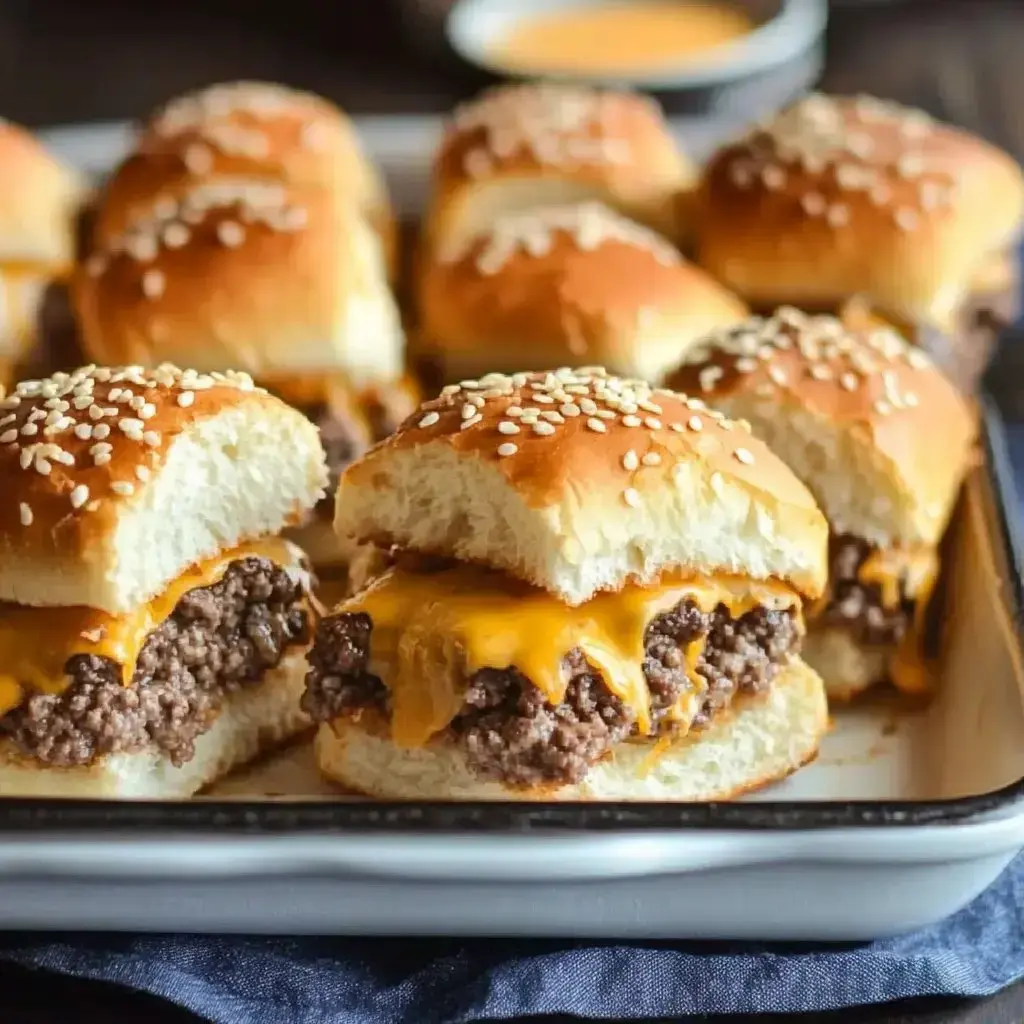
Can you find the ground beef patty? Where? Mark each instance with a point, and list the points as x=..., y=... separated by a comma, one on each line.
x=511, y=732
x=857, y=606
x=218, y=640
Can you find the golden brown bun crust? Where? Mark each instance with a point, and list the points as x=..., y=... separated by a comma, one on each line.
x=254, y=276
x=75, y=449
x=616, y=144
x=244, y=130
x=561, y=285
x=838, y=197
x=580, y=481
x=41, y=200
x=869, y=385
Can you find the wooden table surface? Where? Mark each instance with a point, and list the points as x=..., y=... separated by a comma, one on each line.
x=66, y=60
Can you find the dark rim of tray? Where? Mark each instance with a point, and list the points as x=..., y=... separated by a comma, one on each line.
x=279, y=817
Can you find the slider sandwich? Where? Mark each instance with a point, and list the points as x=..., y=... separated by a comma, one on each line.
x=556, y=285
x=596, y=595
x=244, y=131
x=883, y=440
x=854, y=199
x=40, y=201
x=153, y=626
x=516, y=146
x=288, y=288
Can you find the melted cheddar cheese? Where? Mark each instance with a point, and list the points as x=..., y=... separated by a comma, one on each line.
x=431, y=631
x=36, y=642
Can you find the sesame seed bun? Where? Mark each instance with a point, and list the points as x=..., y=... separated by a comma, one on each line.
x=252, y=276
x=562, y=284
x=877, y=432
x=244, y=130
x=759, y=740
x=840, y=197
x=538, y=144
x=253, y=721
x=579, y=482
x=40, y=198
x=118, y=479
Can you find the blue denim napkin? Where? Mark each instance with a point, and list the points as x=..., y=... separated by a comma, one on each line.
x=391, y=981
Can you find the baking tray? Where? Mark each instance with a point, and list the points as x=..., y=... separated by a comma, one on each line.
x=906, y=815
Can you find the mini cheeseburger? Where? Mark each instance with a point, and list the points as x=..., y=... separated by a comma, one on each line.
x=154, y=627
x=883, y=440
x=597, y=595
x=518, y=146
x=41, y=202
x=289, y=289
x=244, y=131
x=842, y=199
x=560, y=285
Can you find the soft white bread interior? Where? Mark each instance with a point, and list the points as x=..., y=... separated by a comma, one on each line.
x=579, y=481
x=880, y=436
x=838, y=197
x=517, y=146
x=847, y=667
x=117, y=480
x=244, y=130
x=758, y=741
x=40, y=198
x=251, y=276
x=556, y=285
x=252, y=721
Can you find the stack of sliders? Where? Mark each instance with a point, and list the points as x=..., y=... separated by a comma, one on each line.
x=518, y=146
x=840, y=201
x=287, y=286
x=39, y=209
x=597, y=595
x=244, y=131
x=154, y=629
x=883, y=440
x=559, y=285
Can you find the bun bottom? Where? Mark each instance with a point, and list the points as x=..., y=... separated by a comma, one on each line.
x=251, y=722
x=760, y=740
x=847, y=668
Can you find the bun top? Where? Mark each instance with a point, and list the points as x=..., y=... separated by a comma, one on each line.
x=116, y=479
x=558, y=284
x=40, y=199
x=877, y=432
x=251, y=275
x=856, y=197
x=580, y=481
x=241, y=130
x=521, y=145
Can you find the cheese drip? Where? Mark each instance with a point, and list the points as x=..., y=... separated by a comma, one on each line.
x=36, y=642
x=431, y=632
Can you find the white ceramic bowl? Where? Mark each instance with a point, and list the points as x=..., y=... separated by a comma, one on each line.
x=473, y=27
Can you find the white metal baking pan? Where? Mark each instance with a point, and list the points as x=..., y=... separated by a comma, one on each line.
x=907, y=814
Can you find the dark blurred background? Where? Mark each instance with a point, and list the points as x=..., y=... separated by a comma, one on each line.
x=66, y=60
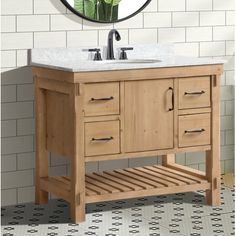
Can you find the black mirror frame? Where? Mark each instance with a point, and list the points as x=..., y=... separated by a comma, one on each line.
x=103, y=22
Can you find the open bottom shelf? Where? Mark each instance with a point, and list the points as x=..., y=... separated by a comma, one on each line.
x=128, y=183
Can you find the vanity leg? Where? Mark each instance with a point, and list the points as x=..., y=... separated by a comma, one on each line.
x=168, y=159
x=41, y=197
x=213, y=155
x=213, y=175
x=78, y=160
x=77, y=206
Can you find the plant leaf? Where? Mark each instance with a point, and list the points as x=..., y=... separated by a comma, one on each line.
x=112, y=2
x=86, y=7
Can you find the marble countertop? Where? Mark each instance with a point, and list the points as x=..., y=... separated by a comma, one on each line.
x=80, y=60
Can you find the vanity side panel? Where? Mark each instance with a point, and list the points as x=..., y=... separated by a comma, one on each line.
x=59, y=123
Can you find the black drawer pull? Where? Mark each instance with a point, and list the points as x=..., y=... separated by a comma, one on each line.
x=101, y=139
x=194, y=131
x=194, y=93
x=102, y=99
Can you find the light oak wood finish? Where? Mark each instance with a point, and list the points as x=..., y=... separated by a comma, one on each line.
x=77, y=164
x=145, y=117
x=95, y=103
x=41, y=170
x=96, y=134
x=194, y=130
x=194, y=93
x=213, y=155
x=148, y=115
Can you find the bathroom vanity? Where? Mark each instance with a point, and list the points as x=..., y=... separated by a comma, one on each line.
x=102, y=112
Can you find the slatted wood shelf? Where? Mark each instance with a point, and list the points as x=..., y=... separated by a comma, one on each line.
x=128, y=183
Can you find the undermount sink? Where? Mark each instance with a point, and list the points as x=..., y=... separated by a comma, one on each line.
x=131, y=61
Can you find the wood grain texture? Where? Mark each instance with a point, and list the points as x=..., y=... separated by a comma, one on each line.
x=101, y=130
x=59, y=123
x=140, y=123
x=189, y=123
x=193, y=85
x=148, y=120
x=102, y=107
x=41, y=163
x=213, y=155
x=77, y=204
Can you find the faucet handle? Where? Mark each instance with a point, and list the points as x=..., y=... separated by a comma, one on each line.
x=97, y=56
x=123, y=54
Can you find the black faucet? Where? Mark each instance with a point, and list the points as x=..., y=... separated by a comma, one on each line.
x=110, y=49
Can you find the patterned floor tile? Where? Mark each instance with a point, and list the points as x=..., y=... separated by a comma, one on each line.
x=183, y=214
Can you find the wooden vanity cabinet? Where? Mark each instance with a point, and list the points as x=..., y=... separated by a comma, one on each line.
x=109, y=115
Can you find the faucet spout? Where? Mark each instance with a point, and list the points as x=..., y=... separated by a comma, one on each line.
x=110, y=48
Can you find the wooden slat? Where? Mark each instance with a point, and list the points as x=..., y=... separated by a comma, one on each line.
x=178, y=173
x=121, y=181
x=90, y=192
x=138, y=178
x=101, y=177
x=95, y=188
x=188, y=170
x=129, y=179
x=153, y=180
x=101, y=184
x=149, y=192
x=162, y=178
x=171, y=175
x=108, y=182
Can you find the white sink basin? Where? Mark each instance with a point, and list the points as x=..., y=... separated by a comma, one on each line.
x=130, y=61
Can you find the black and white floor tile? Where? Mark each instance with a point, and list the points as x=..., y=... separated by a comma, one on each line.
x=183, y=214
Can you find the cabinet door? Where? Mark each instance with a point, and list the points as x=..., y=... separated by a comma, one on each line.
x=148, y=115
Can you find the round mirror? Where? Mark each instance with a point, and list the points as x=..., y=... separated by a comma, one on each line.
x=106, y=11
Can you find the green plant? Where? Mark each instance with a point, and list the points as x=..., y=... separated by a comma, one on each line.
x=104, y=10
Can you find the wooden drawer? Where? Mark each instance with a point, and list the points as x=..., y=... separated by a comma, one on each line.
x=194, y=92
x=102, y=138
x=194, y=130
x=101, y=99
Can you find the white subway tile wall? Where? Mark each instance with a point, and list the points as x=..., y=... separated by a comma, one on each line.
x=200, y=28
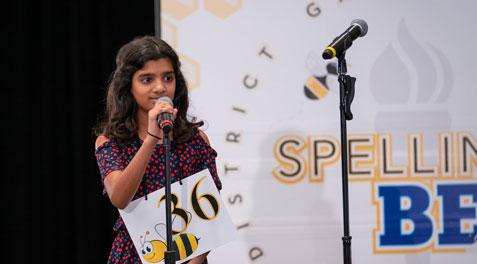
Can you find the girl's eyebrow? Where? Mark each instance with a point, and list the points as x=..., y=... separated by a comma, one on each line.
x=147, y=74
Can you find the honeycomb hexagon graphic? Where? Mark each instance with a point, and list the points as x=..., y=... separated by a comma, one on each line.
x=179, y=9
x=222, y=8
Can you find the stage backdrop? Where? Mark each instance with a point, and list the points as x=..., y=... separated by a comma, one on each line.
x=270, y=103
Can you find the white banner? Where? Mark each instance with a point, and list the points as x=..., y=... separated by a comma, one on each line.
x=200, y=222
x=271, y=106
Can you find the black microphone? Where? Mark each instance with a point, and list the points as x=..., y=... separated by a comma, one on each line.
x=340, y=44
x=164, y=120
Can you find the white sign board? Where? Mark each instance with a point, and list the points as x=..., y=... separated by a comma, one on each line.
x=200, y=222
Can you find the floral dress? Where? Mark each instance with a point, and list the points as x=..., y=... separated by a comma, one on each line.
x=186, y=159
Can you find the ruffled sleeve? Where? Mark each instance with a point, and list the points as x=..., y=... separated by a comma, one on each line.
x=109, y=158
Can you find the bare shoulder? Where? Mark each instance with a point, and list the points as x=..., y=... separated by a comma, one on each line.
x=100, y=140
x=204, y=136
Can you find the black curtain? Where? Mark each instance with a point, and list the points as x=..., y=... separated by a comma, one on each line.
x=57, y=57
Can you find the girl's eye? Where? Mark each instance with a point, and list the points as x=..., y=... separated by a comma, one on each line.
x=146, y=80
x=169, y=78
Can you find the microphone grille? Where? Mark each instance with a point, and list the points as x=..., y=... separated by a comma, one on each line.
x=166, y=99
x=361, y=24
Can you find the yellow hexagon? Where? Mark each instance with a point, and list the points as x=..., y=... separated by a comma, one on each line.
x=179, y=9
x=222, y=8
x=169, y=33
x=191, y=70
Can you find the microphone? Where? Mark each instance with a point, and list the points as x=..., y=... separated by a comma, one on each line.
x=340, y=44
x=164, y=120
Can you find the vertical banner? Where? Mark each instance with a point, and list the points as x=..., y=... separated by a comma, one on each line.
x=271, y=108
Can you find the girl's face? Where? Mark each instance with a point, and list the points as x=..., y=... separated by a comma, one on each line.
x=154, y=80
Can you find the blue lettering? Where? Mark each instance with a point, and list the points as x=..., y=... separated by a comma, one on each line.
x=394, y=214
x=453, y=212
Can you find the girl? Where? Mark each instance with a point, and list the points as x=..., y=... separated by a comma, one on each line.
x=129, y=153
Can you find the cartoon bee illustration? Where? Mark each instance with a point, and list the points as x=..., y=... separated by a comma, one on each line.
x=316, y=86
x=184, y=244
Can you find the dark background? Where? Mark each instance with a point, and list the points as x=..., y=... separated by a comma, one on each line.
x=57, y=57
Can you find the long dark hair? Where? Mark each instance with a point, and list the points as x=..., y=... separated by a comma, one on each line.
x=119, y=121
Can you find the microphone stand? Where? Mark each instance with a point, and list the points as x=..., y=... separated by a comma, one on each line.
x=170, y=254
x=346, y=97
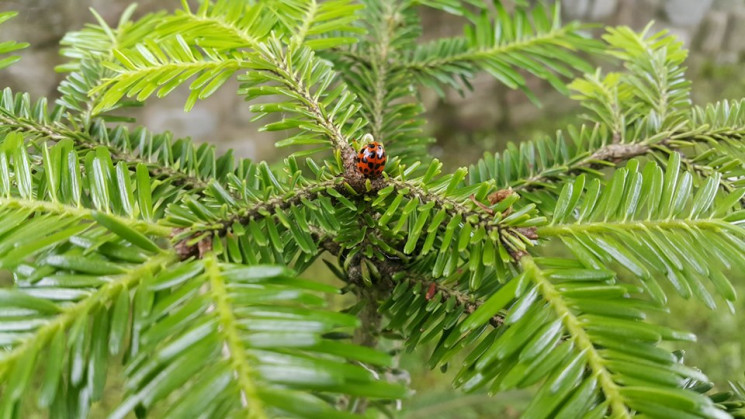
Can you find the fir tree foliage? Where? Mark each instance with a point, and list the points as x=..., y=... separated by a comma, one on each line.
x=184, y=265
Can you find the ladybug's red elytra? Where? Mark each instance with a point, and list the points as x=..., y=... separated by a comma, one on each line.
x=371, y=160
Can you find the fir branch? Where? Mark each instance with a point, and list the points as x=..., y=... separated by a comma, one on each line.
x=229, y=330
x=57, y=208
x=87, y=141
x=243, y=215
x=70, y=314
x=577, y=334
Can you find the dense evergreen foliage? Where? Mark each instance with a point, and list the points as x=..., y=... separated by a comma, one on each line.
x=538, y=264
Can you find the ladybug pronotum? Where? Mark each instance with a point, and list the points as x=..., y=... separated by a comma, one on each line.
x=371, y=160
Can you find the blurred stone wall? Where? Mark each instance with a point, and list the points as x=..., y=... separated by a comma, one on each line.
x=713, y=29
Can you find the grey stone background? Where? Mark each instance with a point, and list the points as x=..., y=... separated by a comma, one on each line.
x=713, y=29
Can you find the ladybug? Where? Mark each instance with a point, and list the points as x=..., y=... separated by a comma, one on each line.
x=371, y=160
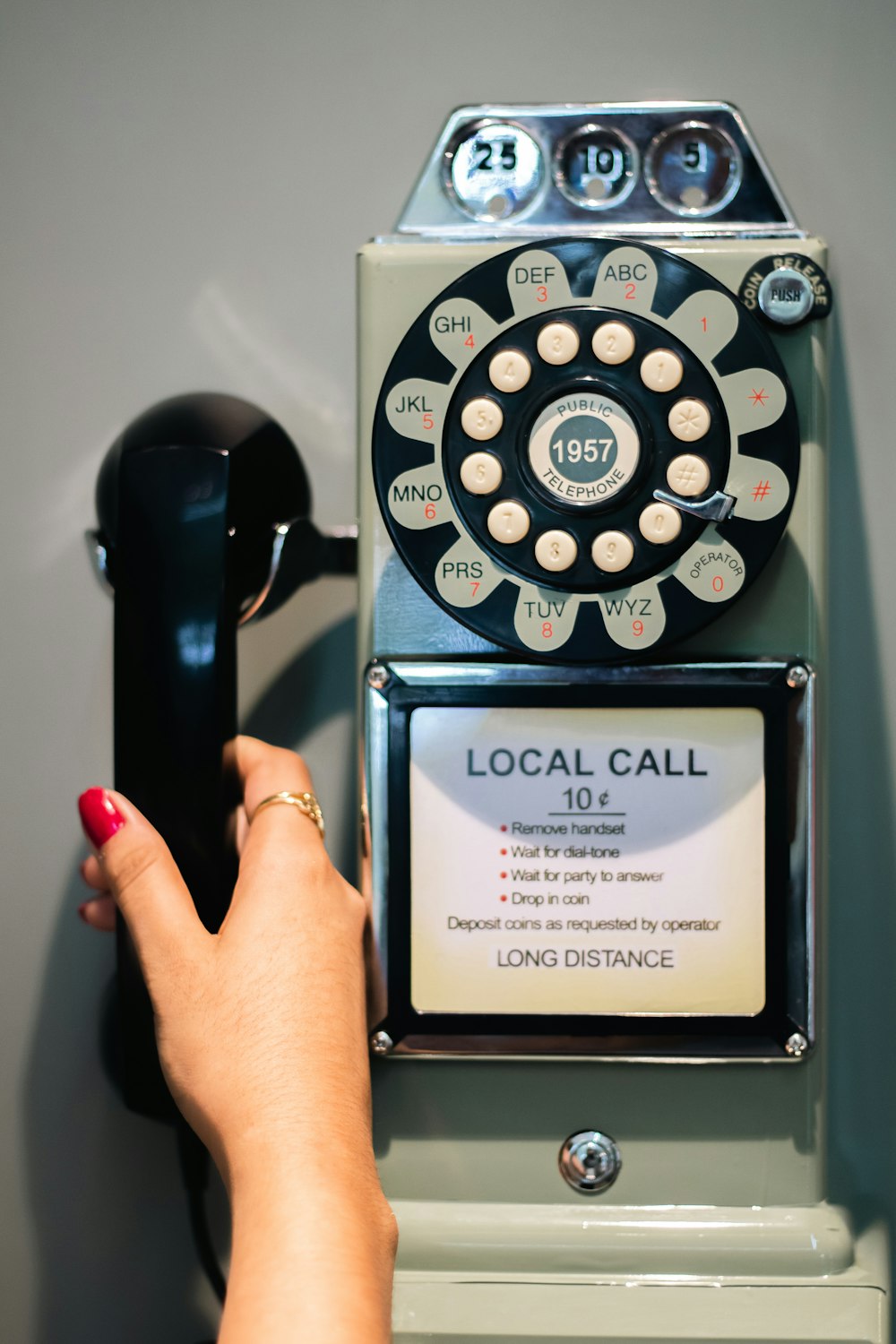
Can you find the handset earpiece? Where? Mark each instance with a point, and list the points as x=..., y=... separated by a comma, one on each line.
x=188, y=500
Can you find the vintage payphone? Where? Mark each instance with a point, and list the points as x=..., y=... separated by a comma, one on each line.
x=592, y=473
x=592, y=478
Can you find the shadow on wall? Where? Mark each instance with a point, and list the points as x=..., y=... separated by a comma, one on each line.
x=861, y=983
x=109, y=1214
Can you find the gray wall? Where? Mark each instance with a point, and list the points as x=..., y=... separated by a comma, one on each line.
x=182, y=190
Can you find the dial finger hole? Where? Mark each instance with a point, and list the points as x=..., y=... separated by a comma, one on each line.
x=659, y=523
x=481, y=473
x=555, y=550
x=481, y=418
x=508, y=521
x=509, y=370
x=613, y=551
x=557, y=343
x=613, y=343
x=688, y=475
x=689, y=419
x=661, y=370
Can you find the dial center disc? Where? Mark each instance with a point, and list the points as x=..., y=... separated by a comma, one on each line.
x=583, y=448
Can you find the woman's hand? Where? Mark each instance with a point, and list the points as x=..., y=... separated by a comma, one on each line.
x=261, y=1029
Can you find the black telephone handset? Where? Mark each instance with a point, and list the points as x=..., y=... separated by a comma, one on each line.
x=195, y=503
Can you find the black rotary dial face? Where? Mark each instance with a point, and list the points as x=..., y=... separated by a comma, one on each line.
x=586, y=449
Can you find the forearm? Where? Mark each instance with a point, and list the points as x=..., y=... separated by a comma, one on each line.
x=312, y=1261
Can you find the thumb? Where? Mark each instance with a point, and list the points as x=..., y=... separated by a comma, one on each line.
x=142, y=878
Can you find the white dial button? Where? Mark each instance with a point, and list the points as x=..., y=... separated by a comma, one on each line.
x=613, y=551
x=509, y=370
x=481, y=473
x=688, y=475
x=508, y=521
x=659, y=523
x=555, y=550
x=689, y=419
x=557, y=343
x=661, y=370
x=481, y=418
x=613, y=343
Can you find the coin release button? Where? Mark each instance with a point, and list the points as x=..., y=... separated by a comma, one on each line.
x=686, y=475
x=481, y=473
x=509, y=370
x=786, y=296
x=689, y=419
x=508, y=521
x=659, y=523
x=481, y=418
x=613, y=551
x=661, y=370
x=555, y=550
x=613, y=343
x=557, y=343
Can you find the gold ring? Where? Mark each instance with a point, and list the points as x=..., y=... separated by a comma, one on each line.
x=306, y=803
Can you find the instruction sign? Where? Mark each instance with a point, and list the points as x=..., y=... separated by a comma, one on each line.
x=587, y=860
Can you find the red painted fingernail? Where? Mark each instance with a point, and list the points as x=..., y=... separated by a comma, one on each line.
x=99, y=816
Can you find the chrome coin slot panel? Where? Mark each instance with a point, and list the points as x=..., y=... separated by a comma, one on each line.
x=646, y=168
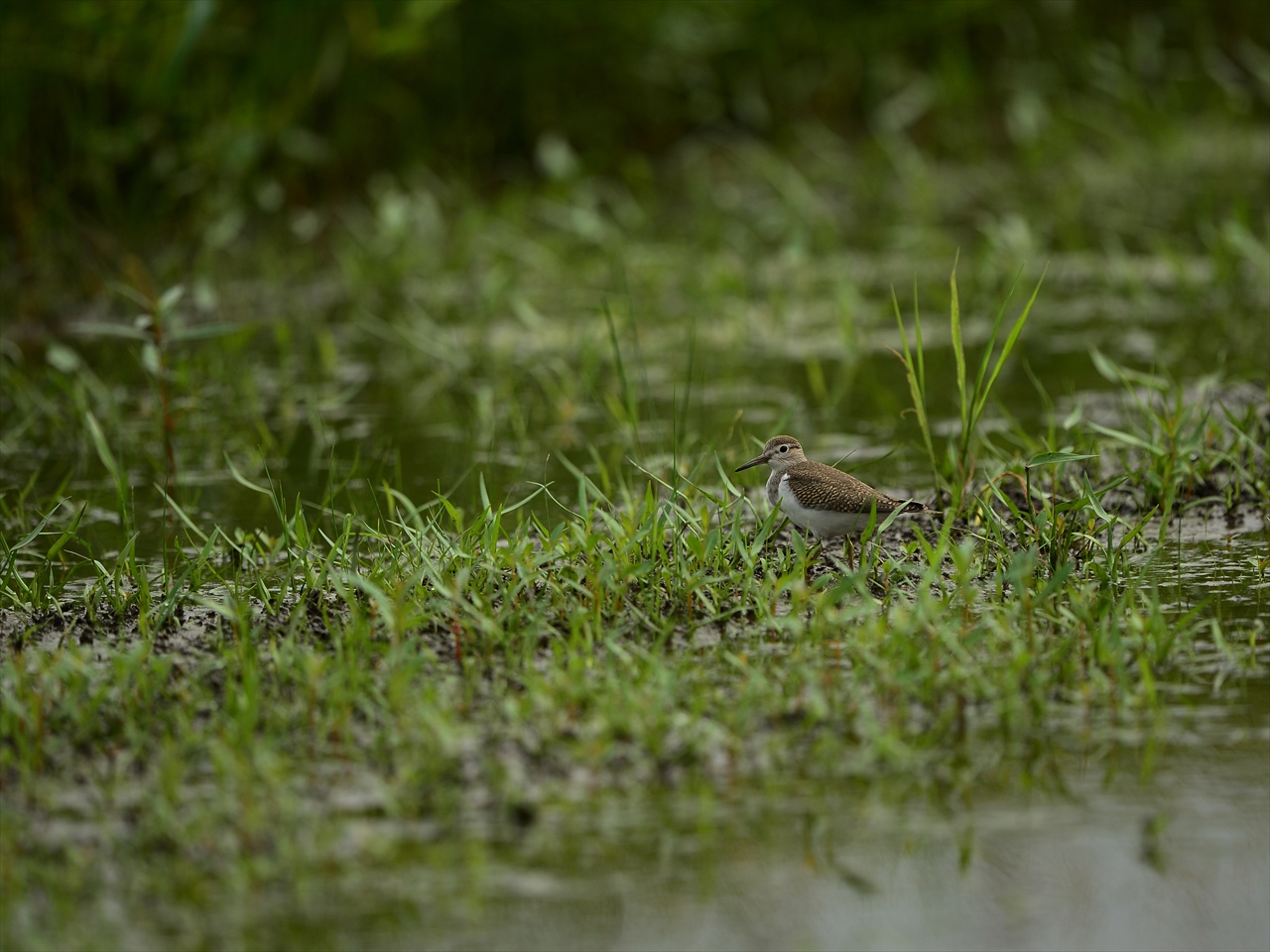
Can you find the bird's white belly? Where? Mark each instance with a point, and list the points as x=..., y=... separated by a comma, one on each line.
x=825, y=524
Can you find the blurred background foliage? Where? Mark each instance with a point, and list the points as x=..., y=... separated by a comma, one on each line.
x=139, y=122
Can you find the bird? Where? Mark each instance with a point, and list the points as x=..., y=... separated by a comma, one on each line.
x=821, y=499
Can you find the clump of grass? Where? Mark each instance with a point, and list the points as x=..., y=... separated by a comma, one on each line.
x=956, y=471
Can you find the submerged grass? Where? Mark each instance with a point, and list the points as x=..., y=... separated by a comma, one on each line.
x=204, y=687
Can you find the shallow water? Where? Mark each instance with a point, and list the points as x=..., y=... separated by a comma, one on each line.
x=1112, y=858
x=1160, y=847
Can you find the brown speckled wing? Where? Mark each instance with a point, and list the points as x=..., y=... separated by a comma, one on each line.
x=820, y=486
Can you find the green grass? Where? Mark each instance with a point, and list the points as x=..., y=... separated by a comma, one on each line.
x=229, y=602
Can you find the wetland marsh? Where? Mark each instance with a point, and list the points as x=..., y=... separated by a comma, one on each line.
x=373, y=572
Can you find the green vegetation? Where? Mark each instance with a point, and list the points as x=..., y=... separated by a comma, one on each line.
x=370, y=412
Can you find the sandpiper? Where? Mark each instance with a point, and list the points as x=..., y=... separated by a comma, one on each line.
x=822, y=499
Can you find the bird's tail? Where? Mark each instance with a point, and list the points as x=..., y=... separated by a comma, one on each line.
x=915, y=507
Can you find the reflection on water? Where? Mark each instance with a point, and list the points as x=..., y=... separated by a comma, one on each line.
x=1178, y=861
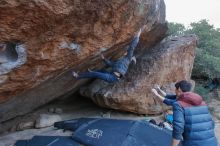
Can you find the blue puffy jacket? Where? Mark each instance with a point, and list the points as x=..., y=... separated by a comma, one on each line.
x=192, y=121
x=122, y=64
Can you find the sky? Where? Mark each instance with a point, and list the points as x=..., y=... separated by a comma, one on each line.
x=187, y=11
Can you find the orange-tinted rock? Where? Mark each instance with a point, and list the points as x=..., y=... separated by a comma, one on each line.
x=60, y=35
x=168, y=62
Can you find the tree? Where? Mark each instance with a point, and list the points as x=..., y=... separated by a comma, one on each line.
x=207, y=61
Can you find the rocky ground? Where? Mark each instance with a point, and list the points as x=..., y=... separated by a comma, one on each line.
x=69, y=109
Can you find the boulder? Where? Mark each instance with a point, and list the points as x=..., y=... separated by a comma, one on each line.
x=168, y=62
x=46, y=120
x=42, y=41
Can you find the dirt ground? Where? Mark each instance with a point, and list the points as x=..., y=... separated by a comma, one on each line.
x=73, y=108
++++++
● **Your task**
Copy the stretch of the listing from the line containing "Can you find the vanity side" through the line containing "x=102, y=99", reproducing every line in that range without any change.

● **Result of the exercise**
Can you find the vanity side panel? Where? Mark each instance with a point, and list the points as x=..., y=... separated by a comma, one on each line.
x=59, y=123
Can you find the black drawer pull? Where? Mark each instance with a point, and list the points as x=..., y=... separated by a comma, one on each line.
x=101, y=139
x=194, y=131
x=194, y=93
x=102, y=99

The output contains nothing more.